-------- GIVEN RECORDS --------

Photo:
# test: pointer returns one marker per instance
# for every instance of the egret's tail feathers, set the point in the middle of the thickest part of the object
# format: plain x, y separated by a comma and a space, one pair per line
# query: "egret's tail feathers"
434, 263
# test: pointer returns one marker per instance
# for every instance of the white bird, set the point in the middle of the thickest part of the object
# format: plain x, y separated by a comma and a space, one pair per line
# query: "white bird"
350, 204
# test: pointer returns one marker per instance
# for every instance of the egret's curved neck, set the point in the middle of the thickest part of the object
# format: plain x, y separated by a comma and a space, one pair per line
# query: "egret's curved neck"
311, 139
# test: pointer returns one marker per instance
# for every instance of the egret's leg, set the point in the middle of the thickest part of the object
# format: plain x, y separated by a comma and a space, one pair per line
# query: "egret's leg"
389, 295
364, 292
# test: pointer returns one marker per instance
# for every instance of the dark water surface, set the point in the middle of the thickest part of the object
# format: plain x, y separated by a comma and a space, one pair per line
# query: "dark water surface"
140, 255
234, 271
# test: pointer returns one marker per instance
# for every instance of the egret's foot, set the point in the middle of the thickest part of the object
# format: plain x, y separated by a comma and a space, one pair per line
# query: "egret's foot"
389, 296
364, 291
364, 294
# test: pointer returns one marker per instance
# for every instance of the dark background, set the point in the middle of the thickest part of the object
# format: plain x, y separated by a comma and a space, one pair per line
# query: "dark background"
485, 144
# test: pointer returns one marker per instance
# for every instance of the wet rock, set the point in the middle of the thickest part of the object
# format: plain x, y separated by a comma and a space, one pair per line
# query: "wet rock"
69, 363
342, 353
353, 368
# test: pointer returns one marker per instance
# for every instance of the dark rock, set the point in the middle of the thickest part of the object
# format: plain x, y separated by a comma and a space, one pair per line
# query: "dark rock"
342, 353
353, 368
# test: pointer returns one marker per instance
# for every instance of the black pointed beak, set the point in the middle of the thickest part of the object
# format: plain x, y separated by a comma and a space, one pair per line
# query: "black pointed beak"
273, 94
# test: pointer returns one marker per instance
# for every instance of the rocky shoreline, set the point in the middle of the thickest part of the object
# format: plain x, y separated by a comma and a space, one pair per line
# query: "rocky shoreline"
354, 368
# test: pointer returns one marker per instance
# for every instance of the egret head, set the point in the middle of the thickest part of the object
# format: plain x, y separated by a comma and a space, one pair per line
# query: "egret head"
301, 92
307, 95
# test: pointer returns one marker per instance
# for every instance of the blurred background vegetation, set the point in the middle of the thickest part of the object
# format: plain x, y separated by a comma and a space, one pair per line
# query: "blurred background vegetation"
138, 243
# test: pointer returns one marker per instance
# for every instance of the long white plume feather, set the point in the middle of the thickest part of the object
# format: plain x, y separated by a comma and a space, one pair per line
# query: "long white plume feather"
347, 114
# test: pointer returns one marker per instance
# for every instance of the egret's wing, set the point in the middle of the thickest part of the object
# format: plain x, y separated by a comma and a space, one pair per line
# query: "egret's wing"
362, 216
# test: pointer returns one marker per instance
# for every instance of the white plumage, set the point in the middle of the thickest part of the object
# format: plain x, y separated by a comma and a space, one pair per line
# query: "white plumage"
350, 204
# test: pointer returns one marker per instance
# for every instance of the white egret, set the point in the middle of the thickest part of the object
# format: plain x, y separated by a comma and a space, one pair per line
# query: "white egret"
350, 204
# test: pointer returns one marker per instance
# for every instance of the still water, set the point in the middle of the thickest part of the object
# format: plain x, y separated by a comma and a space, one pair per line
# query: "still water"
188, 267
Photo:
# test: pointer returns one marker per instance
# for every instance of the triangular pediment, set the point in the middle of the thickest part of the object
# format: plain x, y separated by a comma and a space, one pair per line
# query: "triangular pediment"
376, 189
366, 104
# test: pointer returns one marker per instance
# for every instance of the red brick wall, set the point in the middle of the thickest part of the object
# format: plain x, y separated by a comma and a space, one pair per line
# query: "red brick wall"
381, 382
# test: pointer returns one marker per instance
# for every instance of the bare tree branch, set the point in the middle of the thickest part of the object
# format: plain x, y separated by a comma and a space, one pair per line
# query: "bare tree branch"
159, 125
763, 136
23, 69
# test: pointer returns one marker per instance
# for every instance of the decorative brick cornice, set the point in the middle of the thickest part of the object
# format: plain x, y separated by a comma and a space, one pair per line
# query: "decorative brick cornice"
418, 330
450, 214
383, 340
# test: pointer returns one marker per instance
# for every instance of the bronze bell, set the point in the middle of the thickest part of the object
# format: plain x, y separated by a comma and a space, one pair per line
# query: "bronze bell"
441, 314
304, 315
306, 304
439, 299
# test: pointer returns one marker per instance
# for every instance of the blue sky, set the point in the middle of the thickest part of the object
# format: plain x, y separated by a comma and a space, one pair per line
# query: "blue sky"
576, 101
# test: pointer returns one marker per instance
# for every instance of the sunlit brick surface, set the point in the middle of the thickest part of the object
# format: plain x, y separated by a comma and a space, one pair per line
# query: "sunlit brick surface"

--------

BRIEF → Output the entries verbatim.

WRITTEN SOLUTION →
Photo:
# test: pointer returns one marker per instance
# for every instance of the egret's tail feathers, set the point in the middle of the thickest part of the object
# format: plain x, y separated by a comma and a space, one pair per line
# query: "egret's tail feathers"
434, 263
# test: pointer returns one marker per instance
# for every instance of the white bird, set the point in the middle of the thickest part of the object
# format: plain x, y separated by a comma and a space, one pair per line
# query: "white bird"
350, 204
# test: pointer returns one marker per instance
# for every instance of the egret's curved neck, set the point in the middle of the thickest part of the object
# format: plain x, y separated by a comma and a space, one pair per line
# query: "egret's curved neck"
311, 139
# test: pointer returns one marker per instance
# for every instance of the egret's leg, set the point in the middle of the thickest part of the object
# format: plain x, y separated by a comma and a space, one pair per line
# query: "egret's leg"
389, 295
364, 292
# test: pointer returns one marker per instance
# for every instance of the dark water surface, set the point in the middle of the thickest part of the object
# format: plain x, y separated by a comma and a space, one pair per line
# query: "dark water surface"
140, 255
234, 271
# test: pointer returns one marker per instance
# for every instance of the egret's foot, set the point in the middle of the thickest part of the object
# format: plain x, y separated by a comma and a space, one pair per line
# query: "egret's foot"
389, 296
364, 291
364, 294
# test: pointer returns one marker per instance
# for every instance of the dark background, set the point in the middle of the thickest part of the object
# format: plain x, y separated by a comma and a space, one pair per line
# query: "dark background"
485, 144
# test: pointer returns one marker per instance
# for every instance of the wet rock, set the point in the middle of the thickest part of the object
# format: plain x, y separated by a comma and a space, one pair per line
# query: "wet rock"
69, 363
342, 353
353, 368
# test: pointer returns one marker per instance
# for every instance of the dark rock, set the point in the middle of the thickest part of the object
# format: plain x, y separated by a comma and a space, one pair per line
# query: "dark rock"
342, 353
353, 368
# test: pointer returns one marker per instance
# for every instance of the black pointed beak, set the point in the middle of the thickest part of the object
# format: plain x, y separated by a comma and a space, one pair per line
# query: "black pointed beak"
273, 94
# test: pointer returns one marker per instance
# for every instance of the rocky shoreline, set the point in the middle of the thickest part of the object
# format: plain x, y separated by a comma and a space, one pair per line
# query: "rocky shoreline"
354, 368
# test: pointer returns one marker per instance
# for every instance of the egret head, set the point in the middle of the thickest part of the object
# format: plain x, y separated by a comma and a space, one pair per line
# query: "egret head"
301, 92
307, 95
# test: pointer returns one marker per instance
# for every instance of the blurred background vegetation, set the point in the middle of the thickest part of the object
# format: plain x, y separated by a comma and a space, one pair per line
# query: "blurred background vegetation"
138, 243
# test: pointer returns one marker per instance
# for every instance of the long white plume feather, set the point in the middle of the thickest part of the object
# format: plain x, y separated by a comma and a space, one pair per line
# query: "long white plume feather"
347, 114
# test: pointer returns one marker per instance
# for every instance of the egret's wing, set the point in the middle of the thickest part of the object
# format: plain x, y separated by a comma and a space, one pair per line
# query: "egret's wing"
362, 216
# test: pointer returns one marker per instance
# for every instance of the white plumage, set the point in the middle of the thickest part of the object
# format: plain x, y separated by a comma and a space, one pair per line
# query: "white plumage"
350, 204
# test: pointer returns one marker per instance
# for every instance of the white egret, set the point in the middle of the thickest part of the object
# format: plain x, y separated by a comma and a space, one pair per line
# query: "white egret"
350, 204
# test: pointer returns one marker per instance
# for every instance of the still water, set the point in the middle of the thickest part of the object
# format: plain x, y separated by a comma and a space, one pair per line
# query: "still water"
188, 267
Photo:
# test: pointer returns one marker per instance
# for every instance of the triangular pediment, set the point in the middle of the thickest part of the object
# format: plain x, y separated by a comma and a space, one pair per line
# query: "triangular pediment"
376, 189
366, 104
# test: pointer returns one marker per instance
# for every instance of the red brick wall, set the point in the middle of the thickest part of the object
# format: plain x, y separated by a comma and a space, one pair per line
# query: "red brick wall"
381, 382
# test: pointer returns one marker per instance
# for every instance of the bare tree branch, set the point in the middle of the thickest part of the object
# format: plain x, y separated by a comma and a space, one pair per line
# query: "bare tree branch"
159, 125
763, 136
23, 69
# test: pointer returns one marker per instance
# for every instance of the decorative brick cornice, set the point in the middle of the thickest part of the object
# format: plain x, y separated by a comma and a space, one pair per line
# query: "decorative brick cornice"
418, 330
450, 214
383, 340
# test: pointer returns one marker per instance
# for every instance of the bronze bell, set the point in the middle of the thickest part of the object
# format: plain x, y separated by a comma and a space, one pair per line
# query: "bronze bell"
441, 314
304, 315
306, 304
439, 299
# test: pointer returns one marker per instance
# for every instance of the blue sky, set the point in the middle of the thickest part of the object
# format: plain x, y separated by a comma and a space, one pair per line
# query: "blue sky"
576, 101
# test: pointer returns one marker per instance
# for every instance of the sunlit brick surface, set the point in the middle of the thickest part of the object
# format: plain x, y separated by a comma and a space, one pair per line
# query: "sunlit brick surface"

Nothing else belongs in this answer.